Saved entries
--------------------------------
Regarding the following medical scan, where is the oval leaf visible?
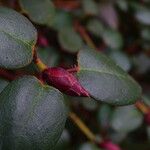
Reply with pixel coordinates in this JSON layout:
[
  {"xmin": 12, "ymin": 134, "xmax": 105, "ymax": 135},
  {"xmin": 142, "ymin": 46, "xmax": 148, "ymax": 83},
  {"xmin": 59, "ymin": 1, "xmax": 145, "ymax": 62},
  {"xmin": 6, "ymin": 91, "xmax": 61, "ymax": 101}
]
[
  {"xmin": 101, "ymin": 29, "xmax": 123, "ymax": 49},
  {"xmin": 58, "ymin": 27, "xmax": 84, "ymax": 53},
  {"xmin": 20, "ymin": 0, "xmax": 55, "ymax": 25},
  {"xmin": 77, "ymin": 48, "xmax": 142, "ymax": 105},
  {"xmin": 0, "ymin": 7, "xmax": 37, "ymax": 69},
  {"xmin": 82, "ymin": 0, "xmax": 98, "ymax": 16},
  {"xmin": 0, "ymin": 76, "xmax": 67, "ymax": 149},
  {"xmin": 110, "ymin": 105, "xmax": 143, "ymax": 132}
]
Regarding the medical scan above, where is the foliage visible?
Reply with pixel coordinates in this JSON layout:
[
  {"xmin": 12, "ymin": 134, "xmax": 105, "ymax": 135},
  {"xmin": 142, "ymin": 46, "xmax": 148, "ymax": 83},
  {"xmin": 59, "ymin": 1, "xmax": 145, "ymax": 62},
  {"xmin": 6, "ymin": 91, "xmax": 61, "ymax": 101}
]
--------------------------------
• **What to do**: Output the lines above in full and exactly as given, omitting any pictures.

• **Response below**:
Regarding the following medical scan, where is the oval leaf visible?
Reply with pixel coordinates in this JSON layout:
[
  {"xmin": 12, "ymin": 134, "xmax": 105, "ymax": 135},
  {"xmin": 142, "ymin": 46, "xmax": 148, "ymax": 83},
  {"xmin": 59, "ymin": 1, "xmax": 145, "ymax": 62},
  {"xmin": 6, "ymin": 91, "xmax": 61, "ymax": 101}
]
[
  {"xmin": 101, "ymin": 29, "xmax": 123, "ymax": 49},
  {"xmin": 58, "ymin": 27, "xmax": 84, "ymax": 53},
  {"xmin": 20, "ymin": 0, "xmax": 55, "ymax": 25},
  {"xmin": 77, "ymin": 48, "xmax": 142, "ymax": 105},
  {"xmin": 0, "ymin": 7, "xmax": 37, "ymax": 69},
  {"xmin": 82, "ymin": 0, "xmax": 98, "ymax": 16},
  {"xmin": 0, "ymin": 76, "xmax": 67, "ymax": 149},
  {"xmin": 110, "ymin": 105, "xmax": 143, "ymax": 132}
]
Regarding the medical scan above, where is the foliage visible?
Reply with pixel coordinates in this JSON layout:
[
  {"xmin": 12, "ymin": 134, "xmax": 105, "ymax": 135},
  {"xmin": 142, "ymin": 46, "xmax": 148, "ymax": 83},
  {"xmin": 59, "ymin": 1, "xmax": 145, "ymax": 62},
  {"xmin": 6, "ymin": 91, "xmax": 61, "ymax": 101}
]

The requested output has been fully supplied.